DATA IN THIS EXERCISE:
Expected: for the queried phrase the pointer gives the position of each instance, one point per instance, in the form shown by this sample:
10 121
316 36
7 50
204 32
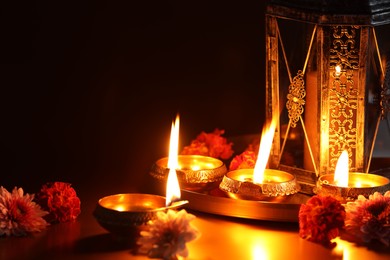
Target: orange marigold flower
19 214
60 200
369 219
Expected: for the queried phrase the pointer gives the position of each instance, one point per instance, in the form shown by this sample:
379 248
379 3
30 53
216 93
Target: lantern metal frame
336 94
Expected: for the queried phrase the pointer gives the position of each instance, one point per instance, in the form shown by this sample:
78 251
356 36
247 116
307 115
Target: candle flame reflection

WHAT YOU HAVE TO DO:
Please rescale all of the lines above, requests included, by multiplying every point coordinate in the answers by 0.8 and rounding to whole numbers, with halves rounded up. Leave the numbers in the requests unchanged, and omit the pictures.

RESULT:
Expected: for the queried phrase the pointer gives the position of each instance, one point per instance, in the form shown by this sample:
10 121
316 36
7 50
204 32
Target: orange marigold flower
15 171
48 160
295 175
Expected: for the queried phrase the pointer gives the position of each instance, one point per instance, in the form shown by this sample:
379 248
379 3
30 53
216 93
Target: lantern metal frame
269 75
Expected: for the queried phrase the pointer gives the position of each instance, one point per instance, in the form shown by this sample:
78 251
356 36
247 116
307 115
Target: candle flame reflection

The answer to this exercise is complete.